Could you copy the lines below exactly, leaving none out?
━━ Input records ━━
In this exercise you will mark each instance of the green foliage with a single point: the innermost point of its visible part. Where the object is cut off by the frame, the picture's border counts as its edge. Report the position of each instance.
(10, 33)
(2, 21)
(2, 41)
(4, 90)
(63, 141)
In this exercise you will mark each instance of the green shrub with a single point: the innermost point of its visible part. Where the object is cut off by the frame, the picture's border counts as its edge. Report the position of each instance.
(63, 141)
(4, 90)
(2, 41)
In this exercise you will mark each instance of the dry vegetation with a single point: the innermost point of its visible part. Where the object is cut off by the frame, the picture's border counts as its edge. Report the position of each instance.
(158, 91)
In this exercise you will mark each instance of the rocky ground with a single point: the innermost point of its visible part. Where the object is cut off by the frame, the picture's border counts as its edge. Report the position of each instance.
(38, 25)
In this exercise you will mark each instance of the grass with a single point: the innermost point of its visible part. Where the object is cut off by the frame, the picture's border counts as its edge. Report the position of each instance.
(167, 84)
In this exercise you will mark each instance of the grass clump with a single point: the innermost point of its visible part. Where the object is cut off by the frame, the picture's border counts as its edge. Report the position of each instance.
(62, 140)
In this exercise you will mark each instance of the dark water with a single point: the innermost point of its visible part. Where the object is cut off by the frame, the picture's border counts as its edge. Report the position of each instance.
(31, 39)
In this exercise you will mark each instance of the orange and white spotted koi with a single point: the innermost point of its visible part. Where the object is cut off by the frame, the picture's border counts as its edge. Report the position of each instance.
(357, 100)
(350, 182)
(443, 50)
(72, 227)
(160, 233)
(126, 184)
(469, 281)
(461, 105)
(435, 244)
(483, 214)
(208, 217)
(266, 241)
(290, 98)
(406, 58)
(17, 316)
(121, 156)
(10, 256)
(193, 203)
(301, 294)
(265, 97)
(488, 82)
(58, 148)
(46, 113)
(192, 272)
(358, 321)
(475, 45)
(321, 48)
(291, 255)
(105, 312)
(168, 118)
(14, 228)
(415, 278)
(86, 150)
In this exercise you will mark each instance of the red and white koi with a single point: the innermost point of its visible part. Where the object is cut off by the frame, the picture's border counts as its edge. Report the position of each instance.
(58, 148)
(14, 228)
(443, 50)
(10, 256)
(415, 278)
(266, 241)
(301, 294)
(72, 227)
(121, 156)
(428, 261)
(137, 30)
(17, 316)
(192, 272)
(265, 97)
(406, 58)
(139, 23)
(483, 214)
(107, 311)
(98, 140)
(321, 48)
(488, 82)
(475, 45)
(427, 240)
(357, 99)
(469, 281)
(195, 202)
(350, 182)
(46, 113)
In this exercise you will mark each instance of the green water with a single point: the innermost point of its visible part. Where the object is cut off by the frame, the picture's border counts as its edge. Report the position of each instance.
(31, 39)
━━━
Solution below ▸
In this exercise you will mark each instance of the green foliage with a single point: the innermost point of its visible part. Where the object is cut off by the frame, the picture's border counts as its edge. Report the position of each instance.
(10, 33)
(2, 21)
(2, 41)
(4, 90)
(63, 141)
In this exercise you will mark each instance of the green shrub with a single point: the innermost point of its visible part. Where the object is cut off by the frame, the picture's border counts as its edge. Report the position of each instance.
(63, 141)
(4, 90)
(2, 41)
In this exercise you will mark each instance of the dry vegetation with a single point: the innermost point of its visible part. Where the object is cut off by the frame, the picture's border counts as its edge. Report the position of each instance.
(158, 91)
In this exercise you will mark each instance of the rocky ground with a single point: the innermost point of its visible part. Where the object is cut off by the frame, the picture's border counts as its edge. Report the position of each instance.
(38, 25)
In this exercise you will mark each instance of the grass with a single point: the innermost point of its visible part. Where the object is cut off by the frame, the picture's border counts as its edge. Report the position of each instance.
(167, 84)
In this exercise you will mark each instance of the grass clump with a single point: the innermost point of its visible part. Where the object is cut off by the frame, the picture's border counts as its edge. Report the position of each instance.
(62, 140)
In this exercise you will mark each instance of the dark water with a single point: the innermost point of its visible part. Where the object is cut off by the frame, the picture's border counts as its edge. Report the position of each instance.
(31, 39)
In this exercise you will mark each instance of the orange and white spotted koi with a single point: the innermost point of its visible part. Where the object is cut off by the frame, the picture's border counts as its edge. Report the position of each instance.
(357, 100)
(350, 182)
(443, 50)
(72, 227)
(160, 233)
(126, 184)
(469, 281)
(461, 105)
(435, 244)
(483, 214)
(208, 217)
(266, 241)
(290, 98)
(406, 58)
(17, 316)
(121, 156)
(10, 256)
(193, 203)
(301, 294)
(265, 97)
(488, 82)
(58, 148)
(46, 113)
(192, 272)
(358, 321)
(475, 45)
(321, 48)
(291, 255)
(105, 312)
(168, 118)
(14, 228)
(415, 278)
(86, 150)
In this exercise you will mark each instance of the red and white koi with a single point: the innermost point of its visible part. Where the object is cut off by the frame, the picture's border counts as its edge. Report the position of each instance.
(58, 148)
(14, 228)
(443, 50)
(10, 256)
(415, 278)
(266, 241)
(301, 294)
(72, 227)
(121, 156)
(428, 261)
(137, 30)
(17, 316)
(192, 272)
(265, 97)
(406, 58)
(139, 23)
(483, 214)
(107, 311)
(98, 140)
(321, 48)
(488, 82)
(475, 45)
(427, 240)
(357, 99)
(469, 281)
(195, 202)
(350, 182)
(46, 113)
In this exercise you will mark each instance of the green water with a single point: the innermost point of its visible part. Where the object is cut off by the frame, the picture's border counts as its edge. Report the position of each instance.
(31, 39)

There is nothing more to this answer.